Demands to close schools grow as Scotland moves closer to full lockdown
Article By: Ben Turner-LE
Article By: Ben Turner-LE
Liverpool lockown latest as Boris Johnson will warn coronavirus deaths over the winter could be twice as high as during first wave
Latest Liverpool coronavirus updates as Boris Johnson is giving an update in the Commons today as an expert today said a third lockdown in January could not be ruled out.
The First Minister Nicola Sturgeon has said she will consider whether to impose another national lockdown in Scotland now the furlough scheme has been extended.
Professor Neil Ferguson of Imperial College London, whose modelling prompted the UK-wide lockdown in March, said it is hoped the new measures in England will reduce the R number to "something like 0.8, maybe 0.9".
He said that driving infection levels down "substantially" could see measures relaxed over Christmas, but acknowledged this "poses some risks".
"If we can drive infection levels down substantially, then we'll be in a better position to relax things over Christmas than if they are still at the current levels," he told Times Radio Breakfast.

## [What you should do]
Quote the lockdown article word for word, starting with "Demands to close" and going on through "be ruled out.".

## [Collected data]

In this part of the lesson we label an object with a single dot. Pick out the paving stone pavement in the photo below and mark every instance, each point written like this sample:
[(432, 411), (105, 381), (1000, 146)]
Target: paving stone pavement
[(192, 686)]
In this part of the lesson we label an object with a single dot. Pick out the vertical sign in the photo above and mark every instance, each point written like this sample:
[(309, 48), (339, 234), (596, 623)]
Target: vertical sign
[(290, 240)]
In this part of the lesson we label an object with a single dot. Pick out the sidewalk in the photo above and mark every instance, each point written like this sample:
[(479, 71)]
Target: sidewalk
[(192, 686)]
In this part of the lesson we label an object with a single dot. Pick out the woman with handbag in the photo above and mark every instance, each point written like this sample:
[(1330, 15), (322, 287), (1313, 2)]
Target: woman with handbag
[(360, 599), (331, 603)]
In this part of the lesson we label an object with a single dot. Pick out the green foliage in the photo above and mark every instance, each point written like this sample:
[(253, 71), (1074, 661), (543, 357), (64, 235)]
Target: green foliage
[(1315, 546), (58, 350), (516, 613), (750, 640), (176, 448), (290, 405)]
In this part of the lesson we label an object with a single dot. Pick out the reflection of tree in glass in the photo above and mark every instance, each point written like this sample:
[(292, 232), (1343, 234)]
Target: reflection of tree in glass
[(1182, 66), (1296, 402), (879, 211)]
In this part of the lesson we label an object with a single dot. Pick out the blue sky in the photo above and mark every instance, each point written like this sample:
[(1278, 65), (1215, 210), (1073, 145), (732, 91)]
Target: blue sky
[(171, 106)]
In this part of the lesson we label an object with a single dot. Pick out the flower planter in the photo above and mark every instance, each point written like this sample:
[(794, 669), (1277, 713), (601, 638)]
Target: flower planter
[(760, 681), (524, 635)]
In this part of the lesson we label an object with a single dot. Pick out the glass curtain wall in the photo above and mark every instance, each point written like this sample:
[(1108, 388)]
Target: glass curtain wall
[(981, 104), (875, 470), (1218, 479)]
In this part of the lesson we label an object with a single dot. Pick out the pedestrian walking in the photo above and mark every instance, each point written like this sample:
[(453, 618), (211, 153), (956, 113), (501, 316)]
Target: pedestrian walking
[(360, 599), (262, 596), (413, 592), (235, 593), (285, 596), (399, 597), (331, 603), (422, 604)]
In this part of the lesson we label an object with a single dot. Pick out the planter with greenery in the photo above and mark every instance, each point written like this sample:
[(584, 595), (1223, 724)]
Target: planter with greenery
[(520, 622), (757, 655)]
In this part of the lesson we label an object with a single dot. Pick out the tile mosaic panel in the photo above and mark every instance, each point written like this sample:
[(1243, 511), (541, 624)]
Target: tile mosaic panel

## [Problem solution]
Demands to close schools grow as Scotland moves closer to full lockdown
Article By: Ben Turner-LE
Article By: Ben Turner-LE
Liverpool lockown latest as Boris Johnson will warn coronavirus deaths over the winter could be twice as high as during first wave
Latest Liverpool coronavirus updates as Boris Johnson is giving an update in the Commons today as an expert today said a third lockdown in January could not be ruled out.